(Dataset entries)
·····
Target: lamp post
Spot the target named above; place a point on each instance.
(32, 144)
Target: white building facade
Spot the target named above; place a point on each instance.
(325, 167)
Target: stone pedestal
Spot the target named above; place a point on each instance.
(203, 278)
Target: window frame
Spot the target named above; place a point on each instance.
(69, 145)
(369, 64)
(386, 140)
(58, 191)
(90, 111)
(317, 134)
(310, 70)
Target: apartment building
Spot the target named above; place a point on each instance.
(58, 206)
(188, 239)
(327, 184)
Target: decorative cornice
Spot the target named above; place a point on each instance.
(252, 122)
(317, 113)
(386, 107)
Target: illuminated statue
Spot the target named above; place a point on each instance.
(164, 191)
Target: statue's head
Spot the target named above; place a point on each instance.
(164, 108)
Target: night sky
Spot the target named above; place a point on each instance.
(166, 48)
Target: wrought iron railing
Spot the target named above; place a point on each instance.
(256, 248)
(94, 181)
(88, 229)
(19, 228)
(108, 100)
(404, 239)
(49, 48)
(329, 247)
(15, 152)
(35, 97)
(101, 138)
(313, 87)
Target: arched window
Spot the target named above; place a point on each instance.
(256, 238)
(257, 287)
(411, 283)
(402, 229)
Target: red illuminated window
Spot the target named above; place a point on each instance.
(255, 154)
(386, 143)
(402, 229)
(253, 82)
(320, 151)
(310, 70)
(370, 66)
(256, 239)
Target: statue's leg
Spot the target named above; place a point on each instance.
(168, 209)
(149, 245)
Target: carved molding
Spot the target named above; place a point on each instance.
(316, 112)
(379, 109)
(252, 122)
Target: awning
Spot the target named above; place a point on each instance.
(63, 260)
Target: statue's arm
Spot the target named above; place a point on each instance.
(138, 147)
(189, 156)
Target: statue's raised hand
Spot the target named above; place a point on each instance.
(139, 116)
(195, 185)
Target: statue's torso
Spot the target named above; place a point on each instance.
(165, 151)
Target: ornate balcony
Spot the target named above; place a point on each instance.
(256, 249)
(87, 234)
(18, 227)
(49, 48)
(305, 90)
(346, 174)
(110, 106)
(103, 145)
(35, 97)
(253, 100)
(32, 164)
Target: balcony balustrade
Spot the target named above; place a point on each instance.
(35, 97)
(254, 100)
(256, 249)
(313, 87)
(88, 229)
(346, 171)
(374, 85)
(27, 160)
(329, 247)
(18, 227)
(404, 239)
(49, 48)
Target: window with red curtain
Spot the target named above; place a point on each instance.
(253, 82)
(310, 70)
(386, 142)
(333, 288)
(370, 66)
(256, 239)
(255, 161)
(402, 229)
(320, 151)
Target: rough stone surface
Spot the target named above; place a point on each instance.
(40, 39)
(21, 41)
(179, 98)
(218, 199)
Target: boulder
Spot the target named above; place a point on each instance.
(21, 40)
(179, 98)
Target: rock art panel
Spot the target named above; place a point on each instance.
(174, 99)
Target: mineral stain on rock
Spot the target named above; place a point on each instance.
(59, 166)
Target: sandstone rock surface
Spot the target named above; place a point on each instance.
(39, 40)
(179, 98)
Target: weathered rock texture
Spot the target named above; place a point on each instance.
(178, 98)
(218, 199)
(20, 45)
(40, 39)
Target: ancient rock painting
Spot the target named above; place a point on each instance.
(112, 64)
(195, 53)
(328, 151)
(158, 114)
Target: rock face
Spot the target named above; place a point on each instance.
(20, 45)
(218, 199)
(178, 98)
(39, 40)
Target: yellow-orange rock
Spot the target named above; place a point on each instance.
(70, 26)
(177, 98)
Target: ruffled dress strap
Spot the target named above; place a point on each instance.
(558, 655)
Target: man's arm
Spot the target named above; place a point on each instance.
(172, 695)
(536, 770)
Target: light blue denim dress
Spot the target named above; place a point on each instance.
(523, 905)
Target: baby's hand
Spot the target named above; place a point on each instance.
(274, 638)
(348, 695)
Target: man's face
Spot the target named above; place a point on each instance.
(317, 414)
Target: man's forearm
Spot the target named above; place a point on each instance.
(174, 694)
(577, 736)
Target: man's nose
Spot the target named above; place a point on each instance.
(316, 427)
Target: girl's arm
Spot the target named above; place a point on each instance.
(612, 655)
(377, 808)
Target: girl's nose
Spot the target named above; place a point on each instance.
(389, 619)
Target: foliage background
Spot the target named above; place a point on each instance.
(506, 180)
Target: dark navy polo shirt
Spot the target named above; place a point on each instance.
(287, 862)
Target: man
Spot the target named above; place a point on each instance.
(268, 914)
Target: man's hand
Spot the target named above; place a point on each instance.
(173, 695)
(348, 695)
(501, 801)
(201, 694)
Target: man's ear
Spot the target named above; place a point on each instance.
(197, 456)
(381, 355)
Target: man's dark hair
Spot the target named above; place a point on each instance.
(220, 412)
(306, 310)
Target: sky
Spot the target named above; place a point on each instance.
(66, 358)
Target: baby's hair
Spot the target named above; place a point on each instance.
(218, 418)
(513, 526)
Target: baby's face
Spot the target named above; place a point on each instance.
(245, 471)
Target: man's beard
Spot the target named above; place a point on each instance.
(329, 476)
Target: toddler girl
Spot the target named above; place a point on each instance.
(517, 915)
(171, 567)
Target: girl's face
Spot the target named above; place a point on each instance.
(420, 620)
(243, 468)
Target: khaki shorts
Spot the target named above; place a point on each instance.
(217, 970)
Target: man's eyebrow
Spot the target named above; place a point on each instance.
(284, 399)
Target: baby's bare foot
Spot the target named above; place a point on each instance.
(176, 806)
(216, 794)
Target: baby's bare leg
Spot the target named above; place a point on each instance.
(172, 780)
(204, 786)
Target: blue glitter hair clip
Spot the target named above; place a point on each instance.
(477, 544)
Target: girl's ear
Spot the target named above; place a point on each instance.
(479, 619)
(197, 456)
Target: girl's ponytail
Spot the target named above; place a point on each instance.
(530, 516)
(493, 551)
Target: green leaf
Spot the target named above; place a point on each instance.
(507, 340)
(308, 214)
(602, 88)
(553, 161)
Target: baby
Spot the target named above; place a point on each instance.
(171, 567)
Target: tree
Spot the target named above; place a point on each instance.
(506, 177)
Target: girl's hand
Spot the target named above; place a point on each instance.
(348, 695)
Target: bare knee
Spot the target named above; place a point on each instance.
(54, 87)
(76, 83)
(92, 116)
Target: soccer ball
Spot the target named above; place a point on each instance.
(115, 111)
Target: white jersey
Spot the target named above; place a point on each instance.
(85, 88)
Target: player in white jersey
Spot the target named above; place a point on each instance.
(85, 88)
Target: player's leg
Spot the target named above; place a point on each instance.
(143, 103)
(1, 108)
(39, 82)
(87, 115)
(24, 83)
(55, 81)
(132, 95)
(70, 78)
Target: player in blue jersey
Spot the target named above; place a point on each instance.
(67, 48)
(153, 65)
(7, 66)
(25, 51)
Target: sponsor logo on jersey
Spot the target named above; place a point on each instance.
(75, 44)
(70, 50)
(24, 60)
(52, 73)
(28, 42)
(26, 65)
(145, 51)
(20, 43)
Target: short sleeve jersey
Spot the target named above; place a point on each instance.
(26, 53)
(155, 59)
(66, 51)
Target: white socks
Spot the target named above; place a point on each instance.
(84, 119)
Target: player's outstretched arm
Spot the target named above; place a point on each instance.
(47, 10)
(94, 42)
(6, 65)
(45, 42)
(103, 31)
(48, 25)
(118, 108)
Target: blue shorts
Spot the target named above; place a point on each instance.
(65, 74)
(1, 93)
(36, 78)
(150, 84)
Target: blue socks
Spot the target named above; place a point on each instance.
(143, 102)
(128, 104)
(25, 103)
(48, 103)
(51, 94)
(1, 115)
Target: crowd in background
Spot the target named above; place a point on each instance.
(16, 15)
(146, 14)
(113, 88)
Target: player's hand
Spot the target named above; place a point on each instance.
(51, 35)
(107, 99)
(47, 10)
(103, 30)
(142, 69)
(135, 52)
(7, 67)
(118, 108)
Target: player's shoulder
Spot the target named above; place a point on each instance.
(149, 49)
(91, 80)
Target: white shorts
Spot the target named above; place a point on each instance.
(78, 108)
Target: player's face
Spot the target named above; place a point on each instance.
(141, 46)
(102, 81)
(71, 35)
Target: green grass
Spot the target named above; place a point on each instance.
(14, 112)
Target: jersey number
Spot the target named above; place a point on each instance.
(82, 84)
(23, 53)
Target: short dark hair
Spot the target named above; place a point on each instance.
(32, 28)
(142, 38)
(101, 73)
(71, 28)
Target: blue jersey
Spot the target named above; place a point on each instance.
·····
## ABOUT THIS TASK
Which lines above run from the one containing "Target: man's arm" down to the one containing "Target: girl's arm"? Repeat exactly those, both ends included, and nothing else.

## RESPONSE BOX
Target: man's arm
Spot the target named above; place a point on each instance.
(172, 695)
(536, 770)
Target: light blue denim dress
Spot the target named above; place a point on each instance.
(523, 905)
Target: baby's hand
Spot the target named above; place a point on each instance.
(274, 638)
(348, 695)
Target: man's face
Spot the target named above; place a point on each instance.
(317, 414)
Target: man's forearm
Spot the target named above; place a point on each instance.
(174, 694)
(577, 736)
Target: man's nose
Spot the target named above; place a point on each instance.
(316, 427)
Target: girl's arm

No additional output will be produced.